— Task prompt —
Resume the article on Leonard Nimoy's death, picking up where it stops.
***** Excerpt provided
Actor Leonard Nimoy, best known for the role of Spock on “Star Trek,” died last Friday at the age of 83.
Several days before his death, Nimoy who announced last year that he had Chronic Obstructive Pulmonary Disease - COPD — shared these words with his million-plus Twitter followers. “A life is like a garden. Perfect moments can be had, but not preserved, except in memory. LLAP”
The actor almost always ended his tweets with “LLAP,” shorthand for “Live Long And Prosper,” the Vulcan saying that became Spock’s — and, thus, Nimoy’s own — catchphrase. “Live long and prosper”
**********
***** Data listing
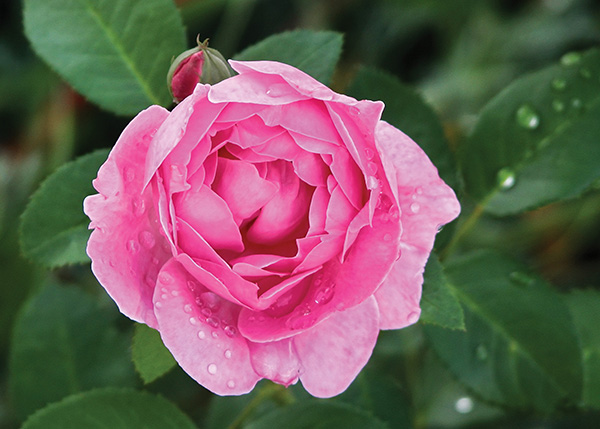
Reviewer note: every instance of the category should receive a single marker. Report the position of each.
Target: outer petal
(212, 354)
(426, 203)
(125, 246)
(333, 352)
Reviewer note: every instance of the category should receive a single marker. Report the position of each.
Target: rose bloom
(267, 227)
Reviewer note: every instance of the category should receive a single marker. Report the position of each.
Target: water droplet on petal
(230, 331)
(147, 239)
(412, 317)
(165, 278)
(372, 182)
(558, 106)
(570, 59)
(464, 405)
(527, 117)
(324, 294)
(558, 84)
(133, 247)
(506, 178)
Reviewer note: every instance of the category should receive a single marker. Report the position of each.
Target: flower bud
(197, 65)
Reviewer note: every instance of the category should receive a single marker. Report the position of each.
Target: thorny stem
(276, 392)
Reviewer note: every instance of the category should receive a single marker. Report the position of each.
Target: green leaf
(150, 356)
(54, 229)
(313, 52)
(585, 305)
(116, 53)
(537, 141)
(64, 342)
(439, 306)
(520, 347)
(110, 409)
(406, 110)
(317, 415)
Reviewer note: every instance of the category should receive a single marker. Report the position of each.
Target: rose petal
(244, 191)
(426, 203)
(333, 352)
(125, 246)
(208, 348)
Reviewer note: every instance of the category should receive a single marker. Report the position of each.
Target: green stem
(465, 227)
(273, 391)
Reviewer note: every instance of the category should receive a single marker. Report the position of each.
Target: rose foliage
(267, 227)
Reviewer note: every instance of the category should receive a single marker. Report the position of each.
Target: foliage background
(457, 55)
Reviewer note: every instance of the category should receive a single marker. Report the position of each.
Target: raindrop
(325, 294)
(165, 278)
(464, 405)
(481, 352)
(570, 59)
(147, 239)
(558, 84)
(230, 331)
(133, 247)
(372, 182)
(413, 317)
(527, 117)
(506, 178)
(558, 106)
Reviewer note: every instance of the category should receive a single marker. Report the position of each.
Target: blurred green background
(456, 53)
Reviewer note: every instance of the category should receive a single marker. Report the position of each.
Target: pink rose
(268, 228)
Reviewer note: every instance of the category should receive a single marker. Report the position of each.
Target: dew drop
(147, 239)
(324, 294)
(527, 117)
(558, 84)
(558, 106)
(277, 90)
(165, 278)
(481, 352)
(138, 206)
(133, 247)
(506, 178)
(570, 59)
(464, 405)
(372, 182)
(230, 331)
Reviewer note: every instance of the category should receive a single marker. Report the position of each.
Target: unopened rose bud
(197, 65)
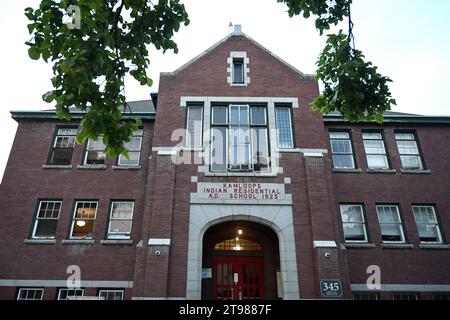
**********
— Response to this exercise —
In his autobiography “I Am Not Spock”, Nimoy wrote that he came up with the Vulcan greeting based upon an experience he had growing up Jewish in Boston. Going to temple with his father and uncle he would hear the Rabbis offer the blessing in Yiddish in the midst of Orthodox Jewish services. The rabbis would raise both hands extended to heaven, fingers spread between the middle and ring fingers representing the Hebrew letter Shin. The letter Shin begins the words El Shaddai, meaning "Almighty, as well as Shekinah, the glorious dwelling presence of our awesome God. No one was to look up while this blessing was being given because the glory of the Lord was too intense for anyone to for one to see.
In the New Testament were are told that Jesus Christ is the dwelling place of God’s glory. Colossians 2:9 says “in Christ all the fullness of the Deity lives in bodily form,” causing Jesus to exclaim to Philip, “Anyone who has seen me has seen the Father” John 14:9. In Christ, we see the visible manifestation of God Himself in the second person of the Trinity who offers us “life abundant and life to the fullest” John 10:10.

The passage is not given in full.